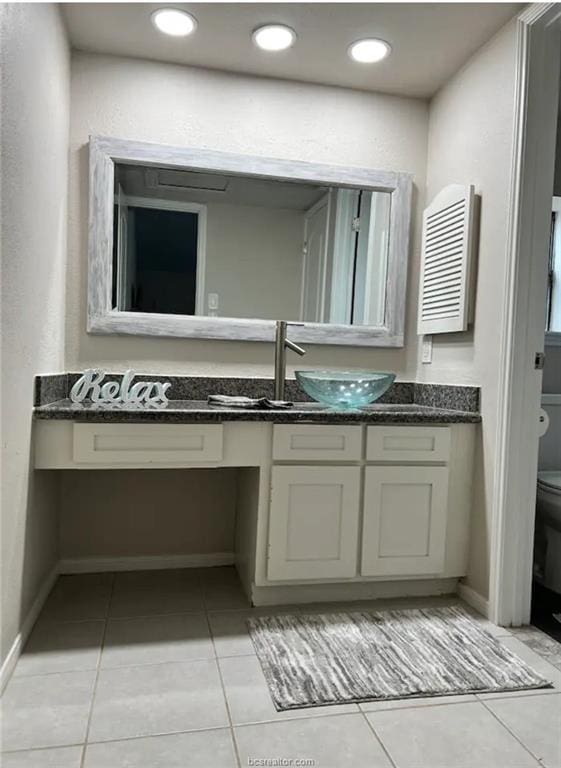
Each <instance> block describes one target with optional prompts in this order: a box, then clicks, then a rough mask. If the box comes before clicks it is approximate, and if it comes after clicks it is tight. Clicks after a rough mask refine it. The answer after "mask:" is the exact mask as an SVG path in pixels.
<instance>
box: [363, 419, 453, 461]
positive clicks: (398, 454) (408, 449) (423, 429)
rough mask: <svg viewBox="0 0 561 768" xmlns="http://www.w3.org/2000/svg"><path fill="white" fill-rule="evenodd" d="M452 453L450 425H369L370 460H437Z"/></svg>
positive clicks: (368, 458)
mask: <svg viewBox="0 0 561 768" xmlns="http://www.w3.org/2000/svg"><path fill="white" fill-rule="evenodd" d="M449 456H450V429H449V427H393V426H380V427H368V429H367V443H366V459H367V461H394V462H398V463H401V462H405V461H415V462H438V463H445V462H447V461H448V458H449Z"/></svg>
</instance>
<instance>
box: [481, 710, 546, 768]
mask: <svg viewBox="0 0 561 768" xmlns="http://www.w3.org/2000/svg"><path fill="white" fill-rule="evenodd" d="M501 701H502V699H501ZM479 703H480V704H483V706H484V707H485V709H486V710H487V712H489V714H490V715H492V717H494V719H495V720H496V721H497V722H498V723H499V724H500V725H501V726H502V727H503V728H504V729H505V731H507V733H509V734H510V735H511V736H512V738H513V739H515V741H517V742H518V743H519V744H520V746H521V747H522V748H523V749H524V750H525V751H526V752H527V753H528V754H529V755H530V756H531V757H533V758H534V760H535V761H536V764H537V765H540V766H543V763H542V761H541V760H540V759H539V757H538V756H537V755H535V754H534V753H533V752H532V750H531V749H530V748H529V747H527V746H526V744H524V742H523V741H522V739H520V738H519V737H518V736H517V735H516V734H515V733H514V731H512V730H511V729H510V728H509V727H508V725H507V724H506V723H503V721H502V720H501V718H500V717H499V716H498V715H496V714H495V713H494V712H493V710H492V709H491V707H488V706H487V704H486V703H485V701H483V700H481V699H480V700H479Z"/></svg>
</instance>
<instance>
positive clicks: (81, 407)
mask: <svg viewBox="0 0 561 768" xmlns="http://www.w3.org/2000/svg"><path fill="white" fill-rule="evenodd" d="M33 415H34V417H35V418H36V419H52V420H71V421H82V422H113V423H118V422H122V423H125V422H126V423H140V424H146V423H155V424H162V423H163V424H194V423H199V424H205V423H206V424H216V423H221V422H224V421H266V422H274V423H275V424H293V423H295V422H302V421H305V422H313V423H323V424H341V423H367V424H458V423H465V424H476V423H478V422H480V421H481V415H480V414H479V413H476V412H473V411H460V410H452V409H449V408H435V407H430V406H427V405H419V404H417V403H407V404H402V403H400V404H389V403H379V404H375V405H369V406H367V407H365V408H361V409H360V410H356V411H350V410H344V409H340V410H337V409H332V408H327V407H326V406H324V405H322V404H321V403H309V402H300V403H295V404H294V406H293V407H292V408H287V409H283V410H265V409H260V408H251V409H242V408H224V407H221V406H211V405H209V404H208V403H207V402H206V401H204V400H170V401H169V403H168V404H167V405H166V406H165V407H162V408H157V407H150V408H146V407H143V408H142V409H139V408H135V407H132V406H130V405H129V406H108V405H92V404H91V403H86V404H78V405H77V404H75V403H73V402H72V401H71V400H69V399H64V400H57V401H55V402H52V403H49V404H47V405H41V406H36V407H35V408H34V409H33Z"/></svg>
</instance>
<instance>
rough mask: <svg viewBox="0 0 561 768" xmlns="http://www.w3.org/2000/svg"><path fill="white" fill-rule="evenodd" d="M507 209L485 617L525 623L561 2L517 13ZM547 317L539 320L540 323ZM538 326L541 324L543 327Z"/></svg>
mask: <svg viewBox="0 0 561 768" xmlns="http://www.w3.org/2000/svg"><path fill="white" fill-rule="evenodd" d="M516 23H517V45H516V49H517V50H516V70H517V71H516V85H515V87H516V93H515V125H514V142H513V160H512V169H511V189H510V216H509V229H508V248H507V253H509V254H511V258H510V259H509V260H508V262H507V269H506V276H505V281H506V285H505V297H504V304H503V316H502V328H503V334H502V344H501V350H500V370H499V392H501V393H502V400H501V402H500V403H499V414H498V426H497V461H496V467H495V471H496V478H497V479H496V482H495V493H494V499H493V501H494V504H493V508H494V509H495V511H496V514H495V515H494V518H493V529H492V533H491V536H492V538H491V553H490V554H491V563H490V567H491V574H490V590H489V618H490V619H491V620H492V621H494V622H495V623H496V624H500V625H503V626H519V625H521V624H525V623H528V622H529V619H530V608H531V589H532V565H533V540H534V527H535V499H536V477H537V457H538V441H539V436H538V414H539V408H540V397H541V381H542V372H541V370H536V369H535V367H534V358H535V355H536V353H537V352H543V348H544V335H545V334H544V329H543V326H544V318H545V295H546V282H547V281H546V275H547V251H548V247H547V242H548V238H549V220H550V216H551V212H550V208H551V194H552V189H553V164H552V163H551V157H552V156H553V154H554V151H555V134H556V126H557V106H558V98H559V82H558V81H559V60H560V59H559V56H560V50H559V37H560V34H559V33H560V30H561V5H557V4H555V3H540V4H535V5H531V6H529V7H528V8H527V9H526V10H524V11H523V12H522V13H521V14H520V16H519V17H518V18H517V22H516ZM540 324H541V325H540ZM540 328H541V330H540Z"/></svg>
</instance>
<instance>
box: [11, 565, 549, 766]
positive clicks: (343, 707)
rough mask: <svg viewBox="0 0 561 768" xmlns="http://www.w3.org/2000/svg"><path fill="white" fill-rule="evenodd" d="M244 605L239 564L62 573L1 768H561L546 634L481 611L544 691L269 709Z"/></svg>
mask: <svg viewBox="0 0 561 768" xmlns="http://www.w3.org/2000/svg"><path fill="white" fill-rule="evenodd" d="M449 602H453V600H451V599H449V598H448V599H444V598H435V599H431V600H400V601H392V602H391V603H390V602H389V601H380V602H379V603H376V604H370V605H376V607H377V608H383V607H385V606H389V605H391V606H392V607H393V606H394V605H399V606H404V607H405V606H407V605H419V604H422V605H426V604H446V603H449ZM337 607H341V606H337ZM325 608H326V607H325V606H319V607H317V606H311V607H310V606H305V607H300V608H295V609H294V608H292V609H291V608H288V609H286V610H325ZM331 608H333V605H330V606H328V609H331ZM255 610H257V611H259V610H261V611H262V612H266V611H265V609H255ZM269 610H270V612H278V611H279V609H278V608H276V609H269ZM251 612H252V609H250V608H249V607H248V606H247V603H246V601H245V598H244V596H243V594H242V592H241V589H240V587H239V584H238V582H237V580H236V577H235V574H234V571H233V569H231V568H216V569H209V570H201V571H195V570H183V571H152V572H139V573H120V574H115V575H113V574H95V575H94V574H92V575H84V576H65V577H61V578H60V579H59V580H58V582H57V584H56V586H55V588H54V590H53V592H52V593H51V595H50V597H49V599H48V601H47V604H46V605H45V608H44V610H43V612H42V614H41V617H40V619H39V621H38V622H37V625H36V627H35V629H34V631H33V634H32V636H31V638H30V639H29V642H28V644H27V647H26V649H25V651H24V653H23V654H22V656H21V658H20V660H19V662H18V665H17V668H16V670H15V673H14V676H13V678H12V680H11V681H10V683H9V684H8V687H7V689H6V692H5V695H4V698H3V702H2V710H3V712H2V714H3V729H2V735H3V744H2V747H3V750H4V753H3V755H2V759H1V761H0V764H1V765H2V768H234V767H235V766H238V767H241V766H249V765H275V764H276V765H280V764H282V765H286V766H298V765H300V766H304V765H307V766H315V767H316V768H346V767H347V766H349V767H352V768H362V767H363V766H364V768H392V767H393V768H526V767H527V768H532V766H533V767H534V768H538V767H539V766H542V768H560V766H561V663H560V662H561V656H559V655H558V653H557V650H561V647H560V648H559V649H556V648H555V646H552V645H551V643H550V642H548V641H547V638H544V636H542V635H541V633H539V632H537V631H535V630H528V629H526V630H524V631H521V632H512V633H511V632H508V631H507V630H503V629H499V628H497V627H494V626H493V625H490V624H489V623H488V622H486V621H485V620H484V619H481V618H478V620H480V621H481V622H482V623H483V625H484V626H486V628H487V629H489V630H490V631H493V633H494V634H495V635H497V636H498V637H500V639H501V642H504V643H505V644H506V645H508V647H509V648H511V650H513V651H515V652H516V653H518V654H519V655H520V656H521V657H522V658H524V659H525V660H526V661H527V662H529V663H530V664H531V665H532V666H533V667H534V668H535V669H536V670H537V671H539V672H541V673H542V674H543V675H544V676H546V677H547V678H548V679H550V680H551V681H552V682H553V683H554V688H552V689H550V690H547V691H543V690H542V691H528V692H520V693H514V694H512V693H511V694H508V693H506V694H505V693H500V694H488V695H480V696H474V695H469V696H449V697H445V698H433V699H417V700H408V701H391V702H370V703H365V704H362V705H356V704H347V705H338V706H332V707H318V708H312V709H305V710H292V711H290V712H276V710H275V709H274V707H273V704H272V702H271V699H270V697H269V693H268V689H267V686H266V684H265V680H264V678H263V674H262V672H261V668H260V666H259V663H258V660H257V657H256V656H255V653H254V649H253V646H252V644H251V641H250V639H249V637H248V634H247V630H246V627H245V618H246V617H247V615H248V614H249V613H251ZM540 654H541V655H540ZM281 760H282V761H284V762H280V761H281ZM260 761H262V762H260ZM267 761H269V762H267ZM275 761H277V762H276V763H275ZM298 761H300V762H298Z"/></svg>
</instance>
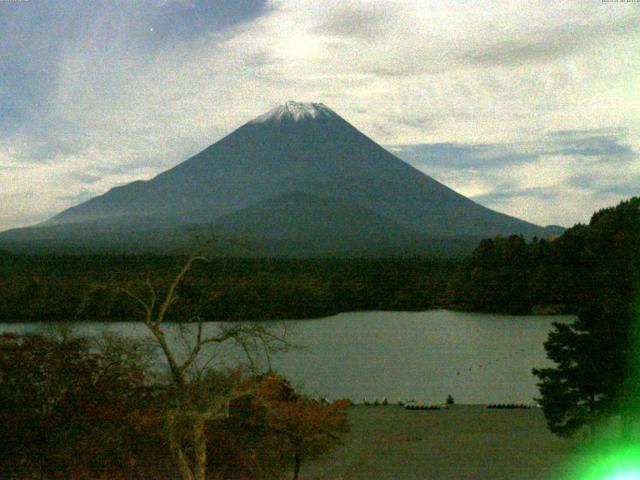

+-------+

▶ _Your instructions_:
Everything from the first line of the entries through the line containing "positive clicks: (398, 454)" is to be transcribed exactly; the pictures are not.

▶ _Answer to this exercise_:
Each <instance> block describes one target with optional prompts in this order: a box, then clicks, then a rough mask. If the box comes before clicks it is approximate, and if it comes after clicks it is tight. Clicks after a rough mask refine it. The answer after "mask:" is the exact mask as an SVG path in pixels.
<instance>
box: [363, 419, 453, 461]
positive clicks: (398, 454) (408, 449) (423, 429)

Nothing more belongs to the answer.